◆ **Directive**
Write out the lines from the start of the records through the line containing "positive clicks: (281, 132) (264, 130)", switching "rough mask" to "coarse mask" and changing nothing else. Omit the pictures.

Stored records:
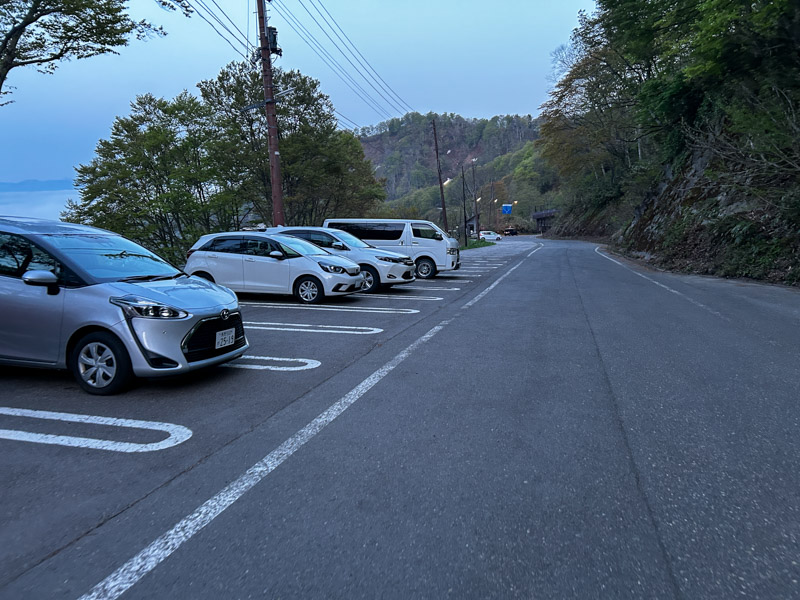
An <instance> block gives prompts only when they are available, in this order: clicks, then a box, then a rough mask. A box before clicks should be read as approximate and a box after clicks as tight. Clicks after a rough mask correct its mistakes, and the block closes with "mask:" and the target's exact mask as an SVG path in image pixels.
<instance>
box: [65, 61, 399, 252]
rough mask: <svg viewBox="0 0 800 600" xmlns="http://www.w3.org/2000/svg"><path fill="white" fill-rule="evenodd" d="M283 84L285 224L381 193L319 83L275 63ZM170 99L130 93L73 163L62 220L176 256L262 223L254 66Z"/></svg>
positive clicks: (281, 132) (264, 130)
mask: <svg viewBox="0 0 800 600" xmlns="http://www.w3.org/2000/svg"><path fill="white" fill-rule="evenodd" d="M275 83H276V85H277V87H278V88H279V89H292V88H293V91H292V92H290V93H289V94H287V95H286V96H284V97H285V98H286V100H285V102H282V103H281V104H280V105H279V106H280V108H279V111H278V127H279V133H280V138H281V140H280V143H281V147H280V149H281V160H282V167H283V168H282V171H283V174H282V176H283V187H284V191H285V194H284V201H285V205H286V206H285V208H286V215H287V224H288V225H306V224H313V225H319V224H321V222H322V220H323V219H325V218H326V217H330V216H348V215H360V214H363V213H365V212H366V211H368V210H369V209H370V208H372V207H373V206H374V205H375V204H376V203H377V202H378V201H380V200H382V199H383V197H384V193H383V190H382V189H381V187H380V185H379V182H377V181H376V180H375V179H374V177H373V176H372V168H371V166H370V164H369V162H368V161H366V160H365V159H364V154H363V151H362V149H361V146H360V144H359V142H358V140H357V139H356V138H355V137H354V136H353V135H352V134H350V133H347V132H342V131H338V130H336V127H335V122H336V121H335V119H334V116H333V106H332V105H331V103H330V101H329V100H328V98H327V96H325V95H324V94H322V93H321V92H320V91H319V83H318V82H317V81H316V80H314V79H311V78H309V77H306V76H304V75H301V74H300V73H299V72H297V71H288V72H282V71H278V72H277V73H276V77H275ZM198 87H199V89H200V97H199V98H198V97H196V96H193V95H192V94H189V93H188V92H183V93H181V94H179V95H178V96H177V97H176V98H174V99H173V100H165V99H162V98H155V97H154V96H152V95H144V96H139V97H138V98H136V100H135V101H134V102H133V103H132V104H131V113H130V115H129V116H126V117H118V118H117V119H116V120H115V122H114V125H113V127H112V131H111V137H110V138H109V139H107V140H101V141H100V142H99V143H98V145H97V149H96V155H95V157H94V159H93V160H92V161H91V162H90V163H89V164H87V165H80V166H79V167H78V168H77V177H76V186H77V187H78V188H79V189H80V193H81V199H80V201H79V202H70V204H69V205H68V207H67V211H66V212H65V213H64V215H62V216H63V217H64V218H65V219H67V220H69V221H74V222H79V223H86V224H90V225H94V226H98V227H104V228H108V229H112V230H114V231H117V232H119V233H122V234H124V235H127V236H128V237H131V238H132V239H135V240H136V241H138V242H140V243H142V244H144V245H145V246H147V247H150V248H153V249H154V250H158V251H160V252H161V253H163V254H164V255H166V256H168V257H170V258H172V259H173V260H175V261H176V262H180V260H181V258H182V256H183V255H184V253H185V251H186V250H187V249H188V247H189V246H190V245H191V244H192V243H193V242H194V241H195V240H196V239H197V238H198V237H199V236H200V235H202V234H205V233H209V232H214V231H228V230H238V229H241V228H242V227H243V226H244V225H246V224H247V223H249V222H254V223H259V222H264V223H269V222H270V220H271V214H272V202H271V184H270V179H269V164H268V153H267V122H266V117H265V116H264V114H263V113H262V112H252V111H248V110H244V107H246V106H248V105H250V104H253V103H255V102H257V101H258V100H259V98H260V97H262V95H263V88H262V87H261V80H260V75H259V73H258V72H257V71H256V70H255V69H254V68H253V67H252V66H251V65H249V64H245V63H232V64H230V65H228V66H227V67H225V68H224V69H223V70H222V71H221V72H220V74H219V76H218V77H217V78H216V79H214V80H210V81H203V82H201V83H200V84H198Z"/></svg>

◆ **Written response**
An <instance> block gives prompts only when they are available, in this order: clicks, then a box, then a coarse mask. A box before clicks should be read as approximate and a box after clicks as tight. Clicks after a coarse mask correct its mistakes, and the block closes with "mask:" and the target's exact mask as an SVG path in image pixels.
<instance>
box: [65, 61, 399, 252]
coarse mask: <svg viewBox="0 0 800 600" xmlns="http://www.w3.org/2000/svg"><path fill="white" fill-rule="evenodd" d="M283 84L285 224L381 193L319 83L275 63ZM170 99L130 93L73 163L62 220L176 256L262 223L254 66Z"/></svg>
positive clicks: (281, 132) (264, 130)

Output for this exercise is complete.